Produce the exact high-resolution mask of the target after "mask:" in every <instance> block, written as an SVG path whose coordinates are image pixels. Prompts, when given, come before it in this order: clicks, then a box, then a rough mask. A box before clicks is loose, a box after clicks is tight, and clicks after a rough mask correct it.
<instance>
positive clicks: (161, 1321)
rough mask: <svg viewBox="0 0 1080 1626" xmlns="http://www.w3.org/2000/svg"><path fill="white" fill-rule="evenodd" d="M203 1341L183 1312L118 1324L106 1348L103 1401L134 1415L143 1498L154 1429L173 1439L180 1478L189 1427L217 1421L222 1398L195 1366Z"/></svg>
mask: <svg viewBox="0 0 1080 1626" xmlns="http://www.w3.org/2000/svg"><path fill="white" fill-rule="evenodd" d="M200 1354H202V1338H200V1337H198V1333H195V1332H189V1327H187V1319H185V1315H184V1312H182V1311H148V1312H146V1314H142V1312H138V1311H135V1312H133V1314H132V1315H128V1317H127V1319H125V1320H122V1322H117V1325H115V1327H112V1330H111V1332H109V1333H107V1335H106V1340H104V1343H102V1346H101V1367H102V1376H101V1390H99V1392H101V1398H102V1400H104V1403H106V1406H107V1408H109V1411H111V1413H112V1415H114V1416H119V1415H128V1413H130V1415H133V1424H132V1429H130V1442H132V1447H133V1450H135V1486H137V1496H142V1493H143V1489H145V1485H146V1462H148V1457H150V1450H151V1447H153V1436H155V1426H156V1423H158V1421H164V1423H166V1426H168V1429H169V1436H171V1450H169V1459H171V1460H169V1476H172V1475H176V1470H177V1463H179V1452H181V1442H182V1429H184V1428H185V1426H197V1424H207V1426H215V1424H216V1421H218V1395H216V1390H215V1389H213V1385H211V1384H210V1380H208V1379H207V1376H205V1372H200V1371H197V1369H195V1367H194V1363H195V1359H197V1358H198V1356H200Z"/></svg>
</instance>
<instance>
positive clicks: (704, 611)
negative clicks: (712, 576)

■ **What is being asked**: Return exactly the opening lines of the listing above, ending with the line that has "positive clicks: (161, 1321)".

■ **Task solution**:
Produce the exact high-resolution mask of the target after "mask:" in every <instance> block, written as an SVG path whose coordinates are image pixels. Prompts, when given, come before it in this order: clicks, then a box, then a rough mask. A box before clicks is loose, a box after clicks is tight, and clicks after a rough mask correct it.
<instance>
positive clicks: (161, 1321)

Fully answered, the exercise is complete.